Yapılacak iş:
Aşağıdaki kayıtlarda "bird" sözcüğünün geçtiği bütün satırları topla. Büyük ve küçük harf ayrımı önemlidir.

--

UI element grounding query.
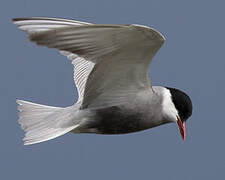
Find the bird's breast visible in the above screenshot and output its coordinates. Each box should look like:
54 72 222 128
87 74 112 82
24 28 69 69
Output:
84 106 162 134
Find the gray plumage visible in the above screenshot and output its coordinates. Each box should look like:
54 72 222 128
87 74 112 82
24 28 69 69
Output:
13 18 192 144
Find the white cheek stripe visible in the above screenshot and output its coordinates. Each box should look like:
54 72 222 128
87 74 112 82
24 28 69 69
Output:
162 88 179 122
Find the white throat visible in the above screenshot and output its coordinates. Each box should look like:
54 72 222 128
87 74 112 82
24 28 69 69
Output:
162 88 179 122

--

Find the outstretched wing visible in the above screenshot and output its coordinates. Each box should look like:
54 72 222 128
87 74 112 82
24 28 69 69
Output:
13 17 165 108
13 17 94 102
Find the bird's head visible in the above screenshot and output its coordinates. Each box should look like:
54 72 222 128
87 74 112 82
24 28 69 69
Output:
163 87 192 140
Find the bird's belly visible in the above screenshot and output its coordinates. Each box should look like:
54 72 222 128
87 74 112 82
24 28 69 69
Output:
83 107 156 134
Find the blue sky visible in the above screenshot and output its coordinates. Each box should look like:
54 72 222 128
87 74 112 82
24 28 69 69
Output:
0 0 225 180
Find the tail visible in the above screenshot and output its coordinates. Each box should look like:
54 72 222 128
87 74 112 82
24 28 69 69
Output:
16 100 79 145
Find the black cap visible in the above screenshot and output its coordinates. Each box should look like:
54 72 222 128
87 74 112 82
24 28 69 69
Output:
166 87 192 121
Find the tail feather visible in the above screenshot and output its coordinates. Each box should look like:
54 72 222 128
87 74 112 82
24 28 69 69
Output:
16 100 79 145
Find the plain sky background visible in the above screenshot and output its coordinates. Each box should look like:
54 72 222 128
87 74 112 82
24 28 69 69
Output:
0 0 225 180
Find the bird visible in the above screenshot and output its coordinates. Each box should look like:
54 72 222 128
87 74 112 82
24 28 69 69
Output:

--

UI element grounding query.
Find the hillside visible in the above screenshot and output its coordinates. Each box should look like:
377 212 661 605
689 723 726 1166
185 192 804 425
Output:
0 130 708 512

--

Tamamlanan iş:
Find the bird's breast visible in the above screenshot and output its coordinates. Each box should look like:
Find the bird's head visible in the above screenshot and output its coordinates. Each box should look like:
Find the bird's belly visible in the above screenshot and output its coordinates. Each box should look like:
Find the bird visible in the above screenshot and output its coordinates. Each box should look like:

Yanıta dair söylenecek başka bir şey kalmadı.